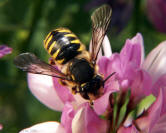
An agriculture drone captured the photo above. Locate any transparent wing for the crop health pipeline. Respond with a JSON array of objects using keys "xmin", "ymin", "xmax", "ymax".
[
  {"xmin": 14, "ymin": 53, "xmax": 69, "ymax": 80},
  {"xmin": 91, "ymin": 5, "xmax": 112, "ymax": 64}
]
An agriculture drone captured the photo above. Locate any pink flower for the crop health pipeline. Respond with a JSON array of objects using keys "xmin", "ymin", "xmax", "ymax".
[
  {"xmin": 0, "ymin": 45, "xmax": 12, "ymax": 58},
  {"xmin": 106, "ymin": 33, "xmax": 166, "ymax": 133},
  {"xmin": 21, "ymin": 33, "xmax": 166, "ymax": 133},
  {"xmin": 147, "ymin": 0, "xmax": 166, "ymax": 32}
]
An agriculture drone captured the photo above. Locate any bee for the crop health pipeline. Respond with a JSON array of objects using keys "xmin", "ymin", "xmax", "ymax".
[{"xmin": 14, "ymin": 5, "xmax": 114, "ymax": 101}]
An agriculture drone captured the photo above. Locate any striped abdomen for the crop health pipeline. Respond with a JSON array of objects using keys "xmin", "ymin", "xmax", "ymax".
[{"xmin": 44, "ymin": 28, "xmax": 85, "ymax": 64}]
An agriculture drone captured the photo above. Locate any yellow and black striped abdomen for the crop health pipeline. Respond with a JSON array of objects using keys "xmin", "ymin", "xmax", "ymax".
[{"xmin": 44, "ymin": 28, "xmax": 85, "ymax": 64}]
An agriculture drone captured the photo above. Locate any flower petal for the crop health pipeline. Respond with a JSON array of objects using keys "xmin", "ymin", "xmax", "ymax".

WHAT IS BEING ASKED: Please transcribe the entire listing above word for word, leaving out the pictures.

ANSWER TO THIS PROBLEM:
An agriculture drone captured the photo above. Locate any transparent wing for the crop health pipeline. Respond with a JSON array of objects using keys "xmin", "ymin", "xmax", "ymax".
[
  {"xmin": 14, "ymin": 53, "xmax": 69, "ymax": 80},
  {"xmin": 91, "ymin": 5, "xmax": 112, "ymax": 64}
]
An agriculture drone captured the photo above. Locate any pink flower for the crop health pipeline. Respond with a JSON array of objects using keys "xmin", "ymin", "xmax", "ymax".
[
  {"xmin": 0, "ymin": 45, "xmax": 12, "ymax": 58},
  {"xmin": 106, "ymin": 33, "xmax": 166, "ymax": 133},
  {"xmin": 21, "ymin": 33, "xmax": 166, "ymax": 133},
  {"xmin": 147, "ymin": 0, "xmax": 166, "ymax": 32}
]
An agriculture drone captured the photo above. Locate any bee for the crop health pipeline. Respond with a JSON array of objects using keys "xmin", "ymin", "xmax", "ymax".
[{"xmin": 14, "ymin": 5, "xmax": 114, "ymax": 101}]
An agriculture drone captured the photo above. Locate any striped abdomen for the crop health pipeline. Respond with a JSON array of objects using keys "xmin", "ymin", "xmax", "ymax".
[{"xmin": 44, "ymin": 28, "xmax": 85, "ymax": 64}]
An agriculture drone captured the photo above. Locate any yellow and black striped abdomen for the crop health pipeline. Respond with a JSON array of objects using keys "xmin", "ymin", "xmax", "ymax".
[{"xmin": 44, "ymin": 28, "xmax": 85, "ymax": 64}]
An agriculture drone captured the photo above. Locate any flower petal for the crop health pipeline. Respond with a JSON array of objects using keys "xmin", "ymin", "xmax", "ymax".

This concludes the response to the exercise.